EXECUTE SYSTEM.SCHEMA_IMPORT('FILENAME.DMP')

Using OEM 12c canned clone process

Today we got a request to refresh a development database from a copy of production. I decided to use the canned clone process that ships with OEM 12c instead of the usual scripts or manual processes. I was pleasantly surprised with the results. There was a failure related to an NFS problem and I was able to restart the process easily.

Pro:

  • Minimizes the amount of scratch disk space by backing up and restoring one datafile at a time.
  • No scripting or manual process required.
  • Uses standard RMAN under the covers.
  • Works with older versions (This one was 10.2)
  • Works with existing backups or directly from the source database (This database was not previously backed up and was not in archivelog mode)
  • Can duplicate a live database if it is in archivelog mode and running at version 11
  • Easy to restart after errors.
  • Runs as a database job in the background, unattended.
  • Works on the same machine or across the network.

Con:

  • More time required – one datafile at a time, no parallelization. 763G ran for 6.5 hours.
  • No email notification for errors or completion.
  • Black box – you really need to know how to do the steps manually and this will not teach you.
  • Needs scratch space on local disks to avoid NFS performance problems.  (size of largest datafile)

 

Migrating to different endianness

I recently moved a 2TB database from Linux, Oracle 11.1 to AIX, Oracle 11.2 using impdp with network_link and parallel options. The data was imported in about two hours and the indexes took another 7 hours. There was no downtime but we kept the users off the system while this was happening.

> [Given records]
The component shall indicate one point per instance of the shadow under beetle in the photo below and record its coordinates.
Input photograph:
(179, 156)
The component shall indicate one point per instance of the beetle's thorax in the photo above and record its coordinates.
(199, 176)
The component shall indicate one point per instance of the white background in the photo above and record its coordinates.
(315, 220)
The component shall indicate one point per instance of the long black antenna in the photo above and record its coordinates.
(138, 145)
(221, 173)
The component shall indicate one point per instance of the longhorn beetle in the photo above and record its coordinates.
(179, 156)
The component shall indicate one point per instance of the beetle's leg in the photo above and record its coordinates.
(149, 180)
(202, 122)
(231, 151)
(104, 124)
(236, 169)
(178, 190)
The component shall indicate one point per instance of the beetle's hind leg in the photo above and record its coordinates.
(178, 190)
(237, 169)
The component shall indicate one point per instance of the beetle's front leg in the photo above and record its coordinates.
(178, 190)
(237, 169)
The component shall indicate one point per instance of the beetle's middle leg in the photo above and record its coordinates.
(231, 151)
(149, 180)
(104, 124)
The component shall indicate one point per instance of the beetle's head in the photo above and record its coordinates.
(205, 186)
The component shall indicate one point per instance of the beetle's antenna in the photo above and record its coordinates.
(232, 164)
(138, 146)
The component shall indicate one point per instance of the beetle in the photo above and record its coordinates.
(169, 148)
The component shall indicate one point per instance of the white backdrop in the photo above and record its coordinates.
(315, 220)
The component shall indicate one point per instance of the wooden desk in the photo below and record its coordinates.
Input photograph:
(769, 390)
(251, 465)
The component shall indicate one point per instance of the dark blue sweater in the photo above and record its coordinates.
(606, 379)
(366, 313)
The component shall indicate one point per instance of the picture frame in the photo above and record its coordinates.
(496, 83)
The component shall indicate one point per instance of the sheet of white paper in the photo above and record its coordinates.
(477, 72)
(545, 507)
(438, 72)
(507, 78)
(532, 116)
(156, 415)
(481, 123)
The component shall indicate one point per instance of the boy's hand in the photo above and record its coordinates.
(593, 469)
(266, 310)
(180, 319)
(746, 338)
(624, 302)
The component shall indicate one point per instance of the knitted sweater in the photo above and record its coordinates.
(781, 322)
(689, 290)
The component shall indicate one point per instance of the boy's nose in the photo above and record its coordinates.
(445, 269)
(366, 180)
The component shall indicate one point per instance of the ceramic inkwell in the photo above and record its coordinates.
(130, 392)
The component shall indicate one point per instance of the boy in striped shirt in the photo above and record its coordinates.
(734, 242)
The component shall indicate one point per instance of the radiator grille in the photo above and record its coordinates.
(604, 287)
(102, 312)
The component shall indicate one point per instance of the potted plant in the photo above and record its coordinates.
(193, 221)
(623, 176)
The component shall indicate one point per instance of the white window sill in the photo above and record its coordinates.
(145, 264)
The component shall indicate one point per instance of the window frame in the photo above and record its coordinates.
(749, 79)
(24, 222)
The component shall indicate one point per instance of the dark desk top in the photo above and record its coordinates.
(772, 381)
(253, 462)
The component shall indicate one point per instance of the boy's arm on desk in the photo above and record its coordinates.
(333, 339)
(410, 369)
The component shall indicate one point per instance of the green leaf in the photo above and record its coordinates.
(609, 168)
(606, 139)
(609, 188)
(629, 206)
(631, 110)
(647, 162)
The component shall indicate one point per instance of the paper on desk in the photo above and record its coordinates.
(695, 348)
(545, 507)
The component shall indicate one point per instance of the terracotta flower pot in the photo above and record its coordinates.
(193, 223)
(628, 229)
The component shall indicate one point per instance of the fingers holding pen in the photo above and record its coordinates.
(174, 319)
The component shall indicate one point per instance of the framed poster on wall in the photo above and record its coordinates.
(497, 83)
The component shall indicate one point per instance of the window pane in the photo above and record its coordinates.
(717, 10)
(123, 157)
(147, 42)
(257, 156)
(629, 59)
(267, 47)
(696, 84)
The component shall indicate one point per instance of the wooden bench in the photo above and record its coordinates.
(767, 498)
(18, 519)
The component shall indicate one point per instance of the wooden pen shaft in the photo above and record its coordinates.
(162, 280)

> [Directions] Retype the passage from the notes on Oracle database cloning and migration, starting at "Today we got" and ending at "manual process required.".

> [Response area]
Today we got a request to refresh a development database from a copy of production. I decided to use the canned clone process that ships with OEM 12c instead of the usual scripts or manual processes. I was pleasantly surprised with the results. There was a failure related to an NFS problem and I was able to restart the process easily.

Pro:

  • Minimizes the amount of scratch disk space by backing up and restoring one datafile at a time.
  • No scripting or manual process required.